══ SOURCE TEXT ══

This will cost the taxpayer hundreds of billions of pounds and concrete over our countryside. Milton Keynes, for instance, will grow to twice the size of Birmingham. There won't be enough water - new homes there will have showers but no baths. It does not seem unreasonable to question how sustainable all this is.

And that's only the infrastructural impact; he hasn't even considered the cultural one. It does not seem unreasonable to question, say, the desirability of having millions of people in this country who support the imposition of Sharia law, either. As the number is, at present, somewhere around 800,000, that possibility is not remote; rather, it is almost inevitable. But very few politicians dare to talk about it - even Hastilow appears to have shied away from doing so.

Yet when I raised the issue, the Conservative Party was horrified. David Cameron has nurtured a politically correct, BBC-friendly, caring Conservatism which despises "nasty party" throwbacks who bang on about immigration.
In other words, a "Conservatism" bearing an uncanny resemblance to modern liberalism.

═══
══ RECORDS SUPPLIED ══

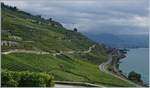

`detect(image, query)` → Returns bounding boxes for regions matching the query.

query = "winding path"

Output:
[99,55,140,87]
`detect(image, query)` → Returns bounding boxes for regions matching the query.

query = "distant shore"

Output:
[115,48,149,87]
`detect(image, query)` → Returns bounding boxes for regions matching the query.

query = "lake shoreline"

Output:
[116,48,149,87]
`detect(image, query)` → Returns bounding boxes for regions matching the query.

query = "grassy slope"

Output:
[2,3,134,86]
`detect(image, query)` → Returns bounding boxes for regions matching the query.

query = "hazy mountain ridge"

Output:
[85,33,149,48]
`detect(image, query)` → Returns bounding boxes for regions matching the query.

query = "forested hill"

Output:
[1,3,134,86]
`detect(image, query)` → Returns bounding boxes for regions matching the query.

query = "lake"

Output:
[119,48,149,83]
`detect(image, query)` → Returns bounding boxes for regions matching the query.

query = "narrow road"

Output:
[99,55,140,87]
[1,45,96,56]
[1,49,49,54]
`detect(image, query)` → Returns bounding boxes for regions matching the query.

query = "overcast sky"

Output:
[3,0,149,34]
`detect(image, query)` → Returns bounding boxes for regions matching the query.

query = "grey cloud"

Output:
[4,0,148,34]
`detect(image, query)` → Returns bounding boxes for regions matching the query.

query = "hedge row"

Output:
[1,70,54,87]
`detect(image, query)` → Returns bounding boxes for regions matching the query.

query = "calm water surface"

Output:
[119,48,149,83]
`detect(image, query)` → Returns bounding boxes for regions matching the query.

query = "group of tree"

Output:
[128,71,142,83]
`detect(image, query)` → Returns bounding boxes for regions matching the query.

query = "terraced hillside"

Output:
[1,4,132,86]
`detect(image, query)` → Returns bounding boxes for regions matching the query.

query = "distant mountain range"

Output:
[85,33,149,48]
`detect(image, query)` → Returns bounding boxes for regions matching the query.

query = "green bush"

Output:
[2,70,54,87]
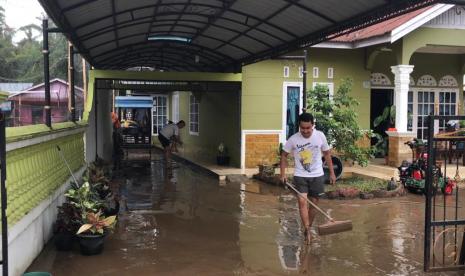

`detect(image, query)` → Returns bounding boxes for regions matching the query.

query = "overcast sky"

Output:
[0,0,45,41]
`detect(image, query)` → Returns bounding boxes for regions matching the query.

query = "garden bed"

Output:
[253,173,406,199]
[325,177,406,199]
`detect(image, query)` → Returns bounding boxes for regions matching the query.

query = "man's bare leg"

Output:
[297,193,314,243]
[165,146,171,168]
[308,197,318,227]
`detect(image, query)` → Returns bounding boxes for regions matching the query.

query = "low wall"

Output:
[6,123,86,276]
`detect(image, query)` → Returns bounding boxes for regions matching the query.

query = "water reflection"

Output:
[27,154,463,276]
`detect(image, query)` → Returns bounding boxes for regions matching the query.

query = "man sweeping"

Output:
[158,120,186,168]
[280,113,336,243]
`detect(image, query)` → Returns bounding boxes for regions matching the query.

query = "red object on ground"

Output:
[413,170,421,180]
[444,179,455,195]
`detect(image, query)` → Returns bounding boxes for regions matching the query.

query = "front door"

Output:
[286,86,300,139]
[370,89,394,147]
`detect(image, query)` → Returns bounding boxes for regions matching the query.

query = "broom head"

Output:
[318,220,352,236]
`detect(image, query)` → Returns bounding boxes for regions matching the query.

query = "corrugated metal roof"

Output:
[39,0,438,71]
[0,82,34,92]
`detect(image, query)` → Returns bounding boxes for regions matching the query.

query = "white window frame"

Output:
[189,93,200,136]
[410,87,460,138]
[312,81,334,101]
[312,67,320,79]
[171,91,179,123]
[279,81,304,144]
[328,67,334,79]
[283,66,290,78]
[150,94,170,136]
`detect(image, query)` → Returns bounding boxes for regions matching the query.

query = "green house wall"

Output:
[241,48,370,130]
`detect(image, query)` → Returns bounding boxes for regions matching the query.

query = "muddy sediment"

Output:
[29,153,461,276]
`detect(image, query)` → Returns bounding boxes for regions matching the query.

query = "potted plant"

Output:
[373,105,396,131]
[216,143,229,166]
[76,211,116,255]
[65,182,103,216]
[54,202,81,251]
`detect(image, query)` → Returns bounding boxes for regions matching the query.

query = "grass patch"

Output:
[326,177,388,193]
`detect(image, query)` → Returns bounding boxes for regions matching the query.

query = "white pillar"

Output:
[391,65,413,133]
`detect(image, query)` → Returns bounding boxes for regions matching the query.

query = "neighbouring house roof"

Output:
[8,78,84,105]
[39,0,439,72]
[314,4,454,48]
[0,82,34,93]
[24,78,84,92]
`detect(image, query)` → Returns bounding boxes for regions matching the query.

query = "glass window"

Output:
[189,94,199,135]
[152,95,168,135]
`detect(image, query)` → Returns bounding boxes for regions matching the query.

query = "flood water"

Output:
[28,156,463,276]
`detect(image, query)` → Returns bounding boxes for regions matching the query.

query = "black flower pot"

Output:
[55,232,74,251]
[77,234,105,256]
[216,156,229,166]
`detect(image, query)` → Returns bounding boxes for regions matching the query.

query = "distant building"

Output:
[8,79,84,126]
[0,82,34,93]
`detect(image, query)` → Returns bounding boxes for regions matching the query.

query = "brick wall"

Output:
[245,134,279,168]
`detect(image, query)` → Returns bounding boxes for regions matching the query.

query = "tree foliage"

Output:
[307,79,373,166]
[0,7,86,86]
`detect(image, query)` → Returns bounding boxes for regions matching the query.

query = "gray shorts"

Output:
[294,175,325,198]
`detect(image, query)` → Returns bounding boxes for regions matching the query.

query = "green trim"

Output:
[6,133,85,228]
[0,91,10,103]
[6,122,87,143]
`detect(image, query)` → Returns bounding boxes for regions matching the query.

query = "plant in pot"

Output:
[216,143,229,166]
[65,182,104,217]
[53,202,81,251]
[76,211,116,255]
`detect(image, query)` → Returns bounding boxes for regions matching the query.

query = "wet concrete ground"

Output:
[28,156,463,276]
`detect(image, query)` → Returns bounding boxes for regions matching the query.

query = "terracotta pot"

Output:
[77,234,106,256]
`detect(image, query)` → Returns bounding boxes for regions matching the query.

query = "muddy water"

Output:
[28,160,462,276]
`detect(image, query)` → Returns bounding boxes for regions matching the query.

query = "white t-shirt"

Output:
[283,129,330,177]
[160,124,179,139]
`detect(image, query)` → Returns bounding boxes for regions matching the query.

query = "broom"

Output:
[284,181,352,236]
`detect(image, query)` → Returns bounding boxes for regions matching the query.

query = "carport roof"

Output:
[39,0,446,72]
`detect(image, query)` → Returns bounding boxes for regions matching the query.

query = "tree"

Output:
[307,79,373,166]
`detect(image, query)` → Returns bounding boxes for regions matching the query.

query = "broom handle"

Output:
[57,145,79,185]
[284,181,334,221]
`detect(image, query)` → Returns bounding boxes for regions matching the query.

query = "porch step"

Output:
[362,164,397,176]
[347,165,398,180]
[352,172,395,181]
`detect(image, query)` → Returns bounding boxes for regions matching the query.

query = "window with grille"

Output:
[407,91,413,131]
[189,94,199,135]
[152,95,168,135]
[439,91,457,131]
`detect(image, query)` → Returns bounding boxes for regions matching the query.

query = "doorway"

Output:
[370,89,394,153]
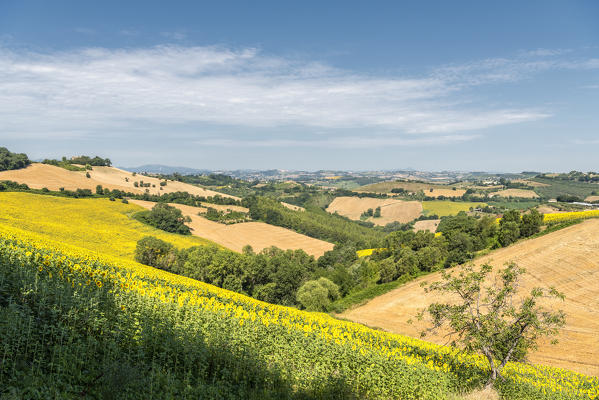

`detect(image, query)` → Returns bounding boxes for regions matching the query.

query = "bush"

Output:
[135,236,176,271]
[297,278,339,311]
[0,147,31,171]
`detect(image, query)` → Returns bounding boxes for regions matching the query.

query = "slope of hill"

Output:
[130,200,334,257]
[327,197,422,226]
[0,221,599,400]
[0,192,217,260]
[0,163,239,200]
[342,219,599,375]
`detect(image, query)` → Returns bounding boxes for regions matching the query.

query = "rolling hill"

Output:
[130,200,334,257]
[341,219,599,375]
[0,163,239,200]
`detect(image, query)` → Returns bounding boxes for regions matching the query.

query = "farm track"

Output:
[341,219,599,376]
[129,200,334,257]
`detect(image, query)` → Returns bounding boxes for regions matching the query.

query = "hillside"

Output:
[130,200,333,257]
[0,221,599,400]
[327,197,422,226]
[341,219,599,375]
[0,163,239,200]
[0,192,217,260]
[354,181,466,197]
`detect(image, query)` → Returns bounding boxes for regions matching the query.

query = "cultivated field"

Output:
[513,179,550,187]
[0,192,216,260]
[0,163,239,199]
[489,189,539,199]
[129,200,333,257]
[281,202,306,211]
[355,181,466,197]
[414,219,441,232]
[327,197,422,226]
[422,200,487,217]
[342,219,599,376]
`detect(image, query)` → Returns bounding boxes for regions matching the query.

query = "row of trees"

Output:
[0,147,31,171]
[242,196,385,248]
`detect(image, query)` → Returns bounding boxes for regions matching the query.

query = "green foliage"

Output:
[0,147,31,171]
[135,236,177,271]
[243,196,384,248]
[133,203,191,235]
[533,176,597,199]
[297,277,339,311]
[419,262,565,386]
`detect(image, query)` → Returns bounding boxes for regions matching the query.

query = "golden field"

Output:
[0,192,217,259]
[129,200,334,257]
[342,219,599,376]
[327,197,422,226]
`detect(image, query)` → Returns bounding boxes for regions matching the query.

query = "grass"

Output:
[488,200,541,210]
[422,200,487,217]
[532,178,599,199]
[329,272,429,313]
[0,192,217,259]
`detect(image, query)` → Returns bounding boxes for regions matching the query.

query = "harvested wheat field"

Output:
[354,181,466,197]
[0,163,238,199]
[281,202,306,211]
[489,189,539,199]
[341,219,599,376]
[129,200,333,257]
[327,197,422,226]
[414,219,441,233]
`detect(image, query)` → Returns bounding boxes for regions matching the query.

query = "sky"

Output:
[0,0,599,172]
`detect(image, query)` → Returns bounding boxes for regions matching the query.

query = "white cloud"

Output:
[0,45,584,146]
[198,135,479,149]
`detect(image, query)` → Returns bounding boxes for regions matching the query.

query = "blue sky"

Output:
[0,0,599,171]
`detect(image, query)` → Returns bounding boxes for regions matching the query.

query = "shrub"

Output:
[297,278,339,311]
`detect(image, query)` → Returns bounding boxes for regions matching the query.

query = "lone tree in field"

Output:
[418,263,566,387]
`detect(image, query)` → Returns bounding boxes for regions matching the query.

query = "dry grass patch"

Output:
[327,197,422,226]
[130,200,334,257]
[342,219,599,376]
[281,202,306,211]
[0,163,239,200]
[414,219,441,233]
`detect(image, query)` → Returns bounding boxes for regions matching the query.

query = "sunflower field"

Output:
[0,224,599,399]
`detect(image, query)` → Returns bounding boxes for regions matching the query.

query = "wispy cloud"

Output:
[160,31,187,41]
[0,44,599,147]
[199,135,479,149]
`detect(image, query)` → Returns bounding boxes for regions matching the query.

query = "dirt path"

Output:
[129,200,334,257]
[341,219,599,376]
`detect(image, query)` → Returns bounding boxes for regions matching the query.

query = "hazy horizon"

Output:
[0,1,599,172]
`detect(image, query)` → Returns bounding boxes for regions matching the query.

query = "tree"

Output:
[0,147,31,171]
[418,263,566,387]
[373,207,381,218]
[297,278,339,311]
[135,236,176,271]
[498,221,520,247]
[133,203,191,235]
[520,209,543,237]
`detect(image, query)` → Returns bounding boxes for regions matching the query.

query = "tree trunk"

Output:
[485,367,497,389]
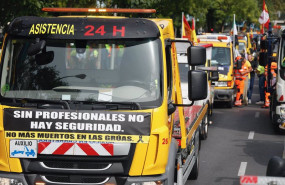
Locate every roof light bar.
[42,8,156,13]
[218,36,228,40]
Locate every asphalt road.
[187,79,284,185]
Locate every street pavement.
[187,78,284,185]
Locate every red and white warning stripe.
[240,176,285,185]
[38,142,114,156]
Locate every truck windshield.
[1,38,162,106]
[280,40,285,68]
[211,47,231,66]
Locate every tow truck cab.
[197,34,236,108]
[0,9,207,185]
[270,29,285,132]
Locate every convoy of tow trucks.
[0,3,285,185]
[0,8,214,185]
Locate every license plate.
[10,139,38,158]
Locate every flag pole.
[181,12,184,38]
[233,14,236,53]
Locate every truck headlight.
[280,107,285,118]
[0,177,23,185]
[131,181,164,185]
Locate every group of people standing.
[234,51,276,108]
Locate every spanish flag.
[258,0,270,32]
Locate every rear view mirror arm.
[173,101,195,107]
[165,39,193,46]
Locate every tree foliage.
[0,0,285,31]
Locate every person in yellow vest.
[242,55,252,105]
[234,56,249,106]
[262,62,277,108]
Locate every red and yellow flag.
[182,15,192,40]
[258,0,270,31]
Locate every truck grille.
[40,161,111,170]
[42,175,109,184]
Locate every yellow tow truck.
[0,8,208,185]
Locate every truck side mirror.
[210,71,219,81]
[259,52,268,66]
[188,70,208,101]
[35,51,54,65]
[28,40,46,56]
[266,156,285,177]
[260,40,268,49]
[187,46,206,66]
[235,60,242,69]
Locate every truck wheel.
[208,103,214,116]
[200,113,209,140]
[227,99,233,109]
[188,155,199,180]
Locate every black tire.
[200,113,209,140]
[227,100,233,109]
[188,155,199,180]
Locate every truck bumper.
[0,173,168,185]
[0,139,178,185]
[214,89,235,102]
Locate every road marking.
[238,162,247,176]
[248,131,254,139]
[254,112,260,118]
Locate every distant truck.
[0,8,208,185]
[197,34,236,108]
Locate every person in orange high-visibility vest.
[234,56,249,106]
[262,62,277,108]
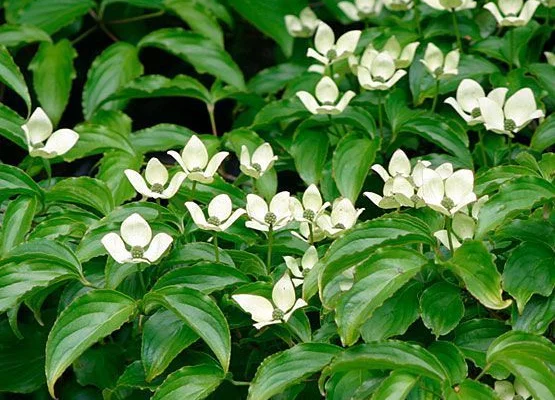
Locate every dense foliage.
[0,0,555,400]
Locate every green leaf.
[332,134,380,203]
[46,176,114,215]
[0,46,31,111]
[248,343,341,400]
[475,176,555,238]
[29,39,77,125]
[447,240,512,310]
[83,42,143,119]
[335,248,427,346]
[152,365,225,400]
[141,310,199,382]
[420,282,464,338]
[45,290,137,397]
[139,28,245,90]
[143,286,231,371]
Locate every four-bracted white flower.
[231,274,307,329]
[245,192,291,232]
[21,107,79,158]
[124,158,187,199]
[478,88,545,137]
[285,7,320,38]
[239,143,277,179]
[185,194,246,232]
[168,135,229,183]
[484,0,540,26]
[296,76,355,115]
[420,43,460,79]
[306,22,361,65]
[101,213,173,264]
[283,246,318,286]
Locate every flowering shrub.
[0,0,555,400]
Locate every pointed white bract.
[185,194,246,232]
[21,107,79,158]
[245,192,291,232]
[101,213,173,264]
[285,7,320,38]
[484,0,540,26]
[306,22,361,65]
[239,143,278,179]
[478,88,545,137]
[296,76,355,115]
[283,246,318,286]
[420,43,460,79]
[168,135,229,183]
[231,273,307,329]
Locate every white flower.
[356,47,407,90]
[21,107,79,158]
[185,194,246,232]
[418,168,476,216]
[240,143,277,179]
[245,192,291,232]
[478,88,544,137]
[168,135,229,183]
[283,246,318,286]
[124,158,187,199]
[420,43,460,79]
[484,0,540,26]
[101,213,173,264]
[316,198,364,237]
[285,7,320,38]
[445,79,509,125]
[306,22,361,65]
[297,76,355,115]
[337,0,383,21]
[231,274,307,329]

═══

**WHAT TO WORK ON**.
**a.** Repeat the immigration text word for word, from "And that's only" to "to modern liberalism.".
**b.** Pick up the text on immigration and the Conservative Party after its final sentence and carry it on.
The material has no connection to the text on immigration and the Conservative Party.

**EXERCISE ANSWERS**.
**a.**
And that's only the infrastructural impact; he hasn't even considered the cultural one. It does not seem unreasonable to question, say, the desirability of having millions of people in this country who support the imposition of Sharia law, either. As the number is, at present, somewhere around 800,000, that possibility is not remote; rather, it is almost inevitable. But very few politicians dare to talk about it - even Hastilow appears to have shied away from doing so.

Yet when I raised the issue, the Conservative Party was horrified. David Cameron has nurtured a politically correct, BBC-friendly, caring Conservatism which despises "nasty party" throwbacks who bang on about immigration.
In other words, a "Conservatism" bearing an uncanny resemblance to modern liberalism.

**b.**
The mistake was to mention Enoch Powell.

I was told that to survive as a candidate I should confess to being "incredibly stupid" and submit future articles to Central Office first. So I resigned.

Losing the chance to become MP for Halesowen and Rowley Regis was a bitter blow. But nothing consoled me as much as the overwhelming support I received from strangers. I was inundated with letters and emails, many arguing that this is too important an issue to let go.

For many politicians, immigration is the subject which dare not speak its name.

That's why so many people feel betrayed. Their elected representatives refuse to articulate the voters' concerns with anything approximating honesty. The conspiracy of silence among mainstream politicians is calculated to drive decent men and women into the arms of extremists.

The BNP is bound to flourish when anyone who tries to discuss immigration openly is howled down by cries of "racist".

Sadly, my experience is likely to intimidate other Tory hopefuls into silence. As one of them told me: "I agree with you completely. I'm just glad it was you who said it, not me."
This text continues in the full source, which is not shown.